### Information provided ###
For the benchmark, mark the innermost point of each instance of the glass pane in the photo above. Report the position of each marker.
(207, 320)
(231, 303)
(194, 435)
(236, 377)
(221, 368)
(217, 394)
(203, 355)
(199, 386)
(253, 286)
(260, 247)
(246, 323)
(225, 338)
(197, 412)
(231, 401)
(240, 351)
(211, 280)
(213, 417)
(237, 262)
###
## What is needed
Copy the lines above word for word, keeping every character unchanged.

## Task output
For the benchmark, mark the innermost point of each instance of the glass pane in the photo above. Report the position of each marker.
(207, 320)
(231, 303)
(194, 435)
(236, 377)
(221, 368)
(217, 394)
(203, 355)
(199, 386)
(253, 286)
(260, 247)
(246, 323)
(225, 338)
(197, 412)
(231, 401)
(240, 351)
(211, 280)
(213, 417)
(237, 262)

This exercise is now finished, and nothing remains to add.